▸ Work to be completed: Copy exactly, please, the line that has "eyeglasses in the picture above?" in it along with every line after it to the end of the listing.

▸ Exercise material:
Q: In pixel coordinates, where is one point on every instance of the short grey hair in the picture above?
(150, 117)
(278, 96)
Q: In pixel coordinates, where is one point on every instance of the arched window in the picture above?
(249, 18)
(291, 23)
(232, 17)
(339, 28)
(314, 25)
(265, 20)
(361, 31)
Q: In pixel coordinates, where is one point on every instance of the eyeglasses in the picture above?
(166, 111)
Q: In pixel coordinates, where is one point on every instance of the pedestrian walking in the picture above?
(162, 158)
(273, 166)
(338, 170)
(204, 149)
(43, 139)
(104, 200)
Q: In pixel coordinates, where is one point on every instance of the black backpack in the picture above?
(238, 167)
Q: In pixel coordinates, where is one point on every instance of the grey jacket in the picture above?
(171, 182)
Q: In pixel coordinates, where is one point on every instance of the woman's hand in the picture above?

▸ Expected output:
Q: In pixel coordinates, where is one point on every instance of the eyeglasses in the picture above?
(166, 111)
Q: In pixel coordinates, where is one point on every instance of the pedestrian walking in the picture above?
(162, 158)
(273, 166)
(338, 170)
(204, 149)
(43, 139)
(104, 200)
Q: In pixel coordinates, where is one point on every instance of the black backpack in the picture above?
(238, 167)
Q: In pixel coordinates, where is one point on every instance of the grey jacket in the picture above?
(171, 182)
Q: In pixel coordinates, where is one point on every instance of the woman's hand in the picture above?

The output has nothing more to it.